## Teks Bacaan:
○ ○ ○ ○ ○ ○ ○
Kompetisi Stablecoin di Asia: Perusahaan Teratas Bersaing untuk Dominasi dan Kebijakan Baru

4 minggu yang lalu
2 menit baca
8 tampilan

Kompetisi Stablecoin di Asia

Kompetisi stablecoin di Asia semakin memanas, dengan perpecahan antara mata uang domestik yang didukung oleh bank dan pesaing dolar AS. Negara-negara seperti Jepang, Singapura, dan Hong Kong sedang merumuskan kerangka kerja baru yang dapat menentukan bagaimana cryptocurrency dapat beroperasi seiring dengan kebijakan moneter di seluruh wilayah.

Perkembangan Penting

Dalam seminggu terakhir, dua perkembangan penting menandai peningkatan kompetisi stablecoin di Asia:

  • Rencana konsorsium mega-bank Jepang.
  • Pemblokiran proyek Hong Kong oleh China, yang mengungkapkan batasan regulasi bagi penerbit swasta.

Para pengamat melihat kompetisi stablecoin di Asia sebagai ujian sejauh mana pemerintah akan membiarkan infrastruktur swasta membentuk sistem uang nasional tanpa kehilangan kendali atas aliran modal. “Sebagian besar pembuat undang-undang dan regulator di seluruh Asia berupaya mempercepat pengenalan undang-undang dan kerangka kerja khusus untuk cryptocurrency dan stablecoin,” kata John Cho, Wakil Presiden Kemitraan di Kaia DLT Foundation, kepada Decrypt. “Antusiasme terhadap potensi efisiensi dan optimasi yang dibawa oleh stablecoin ke infrastruktur lama sangat nyata dan konsisten di seluruh wilayah.”

Perpecahan di Antara Pembuat Undang-Undang

Namun, hal ini juga menunjukkan adanya perpecahan di antara para pembuat undang-undang dan regulator di Asia. Satu sisi berpendapat bahwa penerbitan stablecoin dan manajemen cadangan seharusnya hanya berada dalam domain lembaga tradisional yang ada, sementara sisi lainnya berpendapat bahwa hal ini akan membatasi inovasi, kecepatan pertumbuhan, dan adopsi, catat Cho.

Proyek Jepang dan Tindakan China

Proyek Jepang mengumpulkan MUFG, SMBC, dan Mizuho untuk menerbitkan koin yang terikat yen melalui platform Progmat MUFG pada Maret tahun depan, menurut laporan dari Nikkei. Ini terjadi saat Jepang berupaya memperluas buku aturan keuangannya untuk mencakup aset digital, termasuk usulan larangan perdagangan dalam cryptocurrency yang akan memberdayakan regulator sekuritas untuk menyelidiki aktivitas ilegal.

Di seberang laut, China mengambil langkah berlawanan dengan memerintahkan perusahaan teknologi besar untuk menghentikan rencana stablecoin mereka di Hong Kong. Ini terjadi beberapa bulan setelah pemain seperti Standard Chartered, Animoca Brands, dan HKT Group membentuk Anchorpoint Financial pada bulan Agustus untuk mengajukan lisensi penerbit stablecoin di bawah kerangka aset digital yang baru diterapkan di kota tersebut.
○ ○ ○ ○ ○ ○ ○
## Materi:
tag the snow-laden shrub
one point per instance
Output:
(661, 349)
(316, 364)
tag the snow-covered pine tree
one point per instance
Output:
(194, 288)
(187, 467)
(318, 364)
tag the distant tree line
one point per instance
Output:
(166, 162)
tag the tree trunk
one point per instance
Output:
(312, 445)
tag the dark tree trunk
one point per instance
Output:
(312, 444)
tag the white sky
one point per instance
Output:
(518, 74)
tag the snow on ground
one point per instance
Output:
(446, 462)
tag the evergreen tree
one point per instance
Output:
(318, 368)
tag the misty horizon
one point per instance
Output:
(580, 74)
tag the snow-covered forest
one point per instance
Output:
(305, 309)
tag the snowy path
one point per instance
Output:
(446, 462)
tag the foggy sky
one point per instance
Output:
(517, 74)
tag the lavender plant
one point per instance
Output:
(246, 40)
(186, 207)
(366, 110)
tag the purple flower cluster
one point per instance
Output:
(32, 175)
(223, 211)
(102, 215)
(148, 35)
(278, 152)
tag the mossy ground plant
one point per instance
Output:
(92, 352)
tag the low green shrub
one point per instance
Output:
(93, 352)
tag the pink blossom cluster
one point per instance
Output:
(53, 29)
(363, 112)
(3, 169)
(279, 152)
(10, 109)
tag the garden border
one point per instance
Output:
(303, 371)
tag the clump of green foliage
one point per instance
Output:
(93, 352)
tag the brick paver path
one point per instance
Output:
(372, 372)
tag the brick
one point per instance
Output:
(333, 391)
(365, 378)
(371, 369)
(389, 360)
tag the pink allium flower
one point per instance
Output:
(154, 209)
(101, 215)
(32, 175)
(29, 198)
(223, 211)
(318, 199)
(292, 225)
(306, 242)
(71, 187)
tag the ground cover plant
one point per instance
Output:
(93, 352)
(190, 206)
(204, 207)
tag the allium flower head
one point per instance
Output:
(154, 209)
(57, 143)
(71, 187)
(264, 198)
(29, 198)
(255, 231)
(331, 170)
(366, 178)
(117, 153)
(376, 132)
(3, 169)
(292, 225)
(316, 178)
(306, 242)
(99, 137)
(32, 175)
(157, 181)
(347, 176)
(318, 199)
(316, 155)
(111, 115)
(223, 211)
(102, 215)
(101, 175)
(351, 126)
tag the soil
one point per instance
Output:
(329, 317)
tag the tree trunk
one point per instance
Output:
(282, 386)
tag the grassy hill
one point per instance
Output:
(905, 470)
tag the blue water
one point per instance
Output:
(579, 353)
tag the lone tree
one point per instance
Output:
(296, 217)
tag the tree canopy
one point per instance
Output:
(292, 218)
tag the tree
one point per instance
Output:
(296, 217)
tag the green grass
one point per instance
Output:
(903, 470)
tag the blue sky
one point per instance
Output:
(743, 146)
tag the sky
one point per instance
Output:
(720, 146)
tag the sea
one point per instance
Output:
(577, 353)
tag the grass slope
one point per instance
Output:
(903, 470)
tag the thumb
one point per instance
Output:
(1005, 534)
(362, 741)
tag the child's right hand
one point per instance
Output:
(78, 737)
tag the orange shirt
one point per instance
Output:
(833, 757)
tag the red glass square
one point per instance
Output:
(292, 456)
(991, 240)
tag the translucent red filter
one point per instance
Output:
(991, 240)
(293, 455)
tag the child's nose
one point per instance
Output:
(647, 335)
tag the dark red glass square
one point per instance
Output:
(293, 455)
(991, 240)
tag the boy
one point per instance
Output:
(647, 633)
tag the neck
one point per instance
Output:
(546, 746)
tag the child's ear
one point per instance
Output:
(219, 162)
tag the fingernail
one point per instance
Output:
○ ○ ○ ○ ○ ○ ○
## Latihan 1:
Sebutkan semua bank yang dikumpulkan dalam proyek Jepang menurut artikel tentang kompetisi stablecoin di Asia.
## Latihan 2:
Tuliskan ulang bagian artikel tentang kompetisi stablecoin di Asia dari "Perpecahan di Antara Pembuat" sampai "adopsi, catat Cho." tanpa perubahan apa pun.
## Latihan 3:
Menurut artikel tentang kompetisi stablecoin di Asia, pada bulan apa Anchorpoint Financial dibentuk?

## Contoh Jawaban 1:
MUFG, SMBC, dan Mizuho.

## Contoh Jawaban 2:
Perpecahan di Antara Pembuat Undang-Undang

Namun, hal ini juga menunjukkan adanya perpecahan di antara para pembuat undang-undang dan regulator di Asia. Satu sisi berpendapat bahwa penerbitan stablecoin dan manajemen cadangan seharusnya hanya berada dalam domain lembaga tradisional yang ada, sementara sisi lainnya berpendapat bahwa hal ini akan membatasi inovasi, kecepatan pertumbuhan, dan adopsi, catat Cho.

## Contoh Jawaban 3:
Anchorpoint Financial dibentuk pada bulan Agustus.